> _PROMPT_
In the report on Netanyahu's televised address, who was the top political rival included in his war-time Cabinet?

Netanyahu describes Hamas atrocities in Israel
Israeli Prime Minister Benjamin Netanyahu vowed that Israel would “crush and destroy” Hamas. | Abir Sultan/Pool Photo via AP
JERUSALEM — Israeli Prime Minister Benjamin Netanyahu said Wednesday that Hamas beheaded soldiers and raped women in their attack on Israel, and he vowed that Israel would “crush and destroy” the militant group.
Speaking in a late-night televised address as Israeli planes pounded Gaza, Netanyahu said every Hamas member was a “dead man.”
“We will crush and destroy it,” he said of Hamas.
He said boys and girls were shot in the head by the invaders, and that people had been burned alive.
At least 1,200 Israelis were killed in the attack, which set off fierce Israeli response in the Gaza Strip that has left more than a thousand dead. An estimated 150 people, including children and senior citizens, are being held captive in Gaza by Hamas.
Netanyahu was speaking after forming a war-time Cabinet that included his top political rival, Benny Gantz, a former defense minister. The new Cabinet establishes a degree of unity after years of bitterly divisive politics, and as the Israeli military appears increasingly likely to launch a ground offensive into Gaza.

> _ENTRIES SHOWN_
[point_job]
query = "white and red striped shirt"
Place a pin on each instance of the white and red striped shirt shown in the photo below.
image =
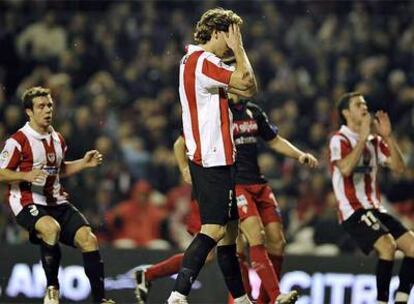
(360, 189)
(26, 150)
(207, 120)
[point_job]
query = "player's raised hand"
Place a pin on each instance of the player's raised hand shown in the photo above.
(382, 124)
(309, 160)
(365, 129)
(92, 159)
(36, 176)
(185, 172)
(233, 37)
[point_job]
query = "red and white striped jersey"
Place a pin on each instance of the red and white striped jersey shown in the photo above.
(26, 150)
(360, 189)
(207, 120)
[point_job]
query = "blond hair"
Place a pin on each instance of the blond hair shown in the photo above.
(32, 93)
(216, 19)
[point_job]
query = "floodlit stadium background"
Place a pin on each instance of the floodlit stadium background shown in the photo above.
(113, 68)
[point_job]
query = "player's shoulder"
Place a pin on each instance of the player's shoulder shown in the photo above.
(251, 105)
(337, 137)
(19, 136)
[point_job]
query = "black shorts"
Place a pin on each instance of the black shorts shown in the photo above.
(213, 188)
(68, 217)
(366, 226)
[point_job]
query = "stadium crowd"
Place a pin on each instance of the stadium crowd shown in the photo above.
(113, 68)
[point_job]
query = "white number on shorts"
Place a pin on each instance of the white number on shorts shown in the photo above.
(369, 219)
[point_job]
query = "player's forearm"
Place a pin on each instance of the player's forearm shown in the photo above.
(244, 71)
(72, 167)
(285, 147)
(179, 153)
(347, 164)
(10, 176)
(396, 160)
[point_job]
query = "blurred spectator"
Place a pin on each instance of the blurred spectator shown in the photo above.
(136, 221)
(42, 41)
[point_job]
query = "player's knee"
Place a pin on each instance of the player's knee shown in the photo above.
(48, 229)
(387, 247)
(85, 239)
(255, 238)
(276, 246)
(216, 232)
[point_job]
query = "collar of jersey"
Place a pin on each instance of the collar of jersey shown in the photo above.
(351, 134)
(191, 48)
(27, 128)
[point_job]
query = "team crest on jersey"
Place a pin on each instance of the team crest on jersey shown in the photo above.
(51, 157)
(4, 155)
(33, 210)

> _RESULT OF THE EXERCISE_
Benny Gantz, a former defense minister.